EXERCISE TASK
Copy everything in the entries below, from the line that contains "Expected: one point per instance of the outlet" down to the line that contains "point(457, 332)", request lines included. Shift each answer coordinate by adding -8 to it, and leave the sample points in the requests unchanged.

++++++++++

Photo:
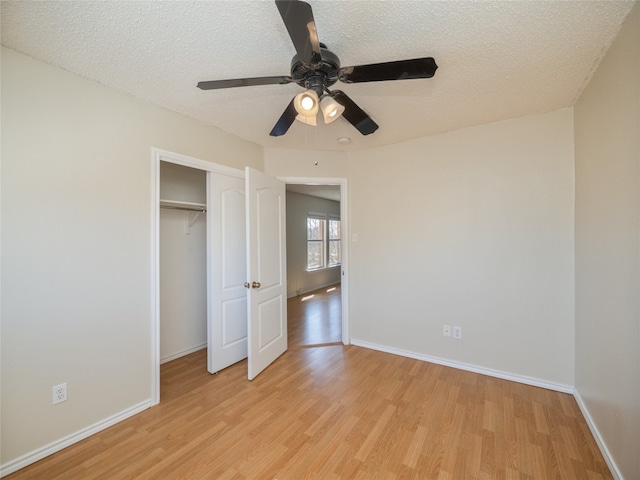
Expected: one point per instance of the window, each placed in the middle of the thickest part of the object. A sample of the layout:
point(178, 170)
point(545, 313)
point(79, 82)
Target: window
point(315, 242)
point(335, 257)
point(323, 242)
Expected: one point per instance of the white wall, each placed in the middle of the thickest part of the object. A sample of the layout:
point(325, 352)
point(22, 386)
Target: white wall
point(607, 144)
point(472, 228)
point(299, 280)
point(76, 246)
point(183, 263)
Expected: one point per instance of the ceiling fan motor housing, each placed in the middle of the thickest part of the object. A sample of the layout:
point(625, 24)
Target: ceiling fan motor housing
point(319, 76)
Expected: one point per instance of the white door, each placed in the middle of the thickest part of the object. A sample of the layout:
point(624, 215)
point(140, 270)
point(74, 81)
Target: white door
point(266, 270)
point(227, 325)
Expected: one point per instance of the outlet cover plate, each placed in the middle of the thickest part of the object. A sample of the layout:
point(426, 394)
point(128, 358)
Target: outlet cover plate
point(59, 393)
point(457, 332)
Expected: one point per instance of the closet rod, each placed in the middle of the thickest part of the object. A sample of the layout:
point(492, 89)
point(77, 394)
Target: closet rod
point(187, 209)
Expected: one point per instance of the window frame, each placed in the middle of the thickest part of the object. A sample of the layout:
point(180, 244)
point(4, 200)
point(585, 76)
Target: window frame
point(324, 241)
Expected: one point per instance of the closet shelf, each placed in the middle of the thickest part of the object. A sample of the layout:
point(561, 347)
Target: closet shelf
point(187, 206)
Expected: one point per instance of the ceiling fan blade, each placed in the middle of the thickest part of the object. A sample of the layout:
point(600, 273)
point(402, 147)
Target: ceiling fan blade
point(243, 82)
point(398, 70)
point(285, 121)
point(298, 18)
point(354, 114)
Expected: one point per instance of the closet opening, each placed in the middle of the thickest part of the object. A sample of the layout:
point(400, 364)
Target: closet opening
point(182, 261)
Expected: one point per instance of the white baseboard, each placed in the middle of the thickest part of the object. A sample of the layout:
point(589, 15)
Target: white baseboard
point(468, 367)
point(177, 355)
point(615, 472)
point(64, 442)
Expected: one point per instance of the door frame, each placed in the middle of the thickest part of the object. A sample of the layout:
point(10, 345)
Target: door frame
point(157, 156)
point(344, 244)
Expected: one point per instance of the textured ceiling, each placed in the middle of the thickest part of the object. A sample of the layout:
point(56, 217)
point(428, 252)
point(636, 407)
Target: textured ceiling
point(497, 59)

++++++++++

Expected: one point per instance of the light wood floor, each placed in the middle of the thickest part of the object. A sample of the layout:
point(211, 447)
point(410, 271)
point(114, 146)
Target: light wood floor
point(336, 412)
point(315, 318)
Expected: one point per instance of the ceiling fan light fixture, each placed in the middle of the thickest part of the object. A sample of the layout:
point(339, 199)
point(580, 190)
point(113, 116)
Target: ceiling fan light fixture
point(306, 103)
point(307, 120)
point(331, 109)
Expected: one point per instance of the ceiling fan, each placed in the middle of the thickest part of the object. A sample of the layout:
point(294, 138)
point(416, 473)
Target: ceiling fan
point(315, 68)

++++++++++

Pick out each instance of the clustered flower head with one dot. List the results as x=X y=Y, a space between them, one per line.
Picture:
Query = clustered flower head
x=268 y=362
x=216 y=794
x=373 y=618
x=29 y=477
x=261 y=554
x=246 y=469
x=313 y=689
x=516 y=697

++++++++++

ANSWER
Expected: one point per instance of the outlet cover plate, each placed in the middle of the thickest part of the object. A sample of the layout:
point(426, 394)
point(128, 358)
Target: outlet cover plate
point(51, 385)
point(449, 324)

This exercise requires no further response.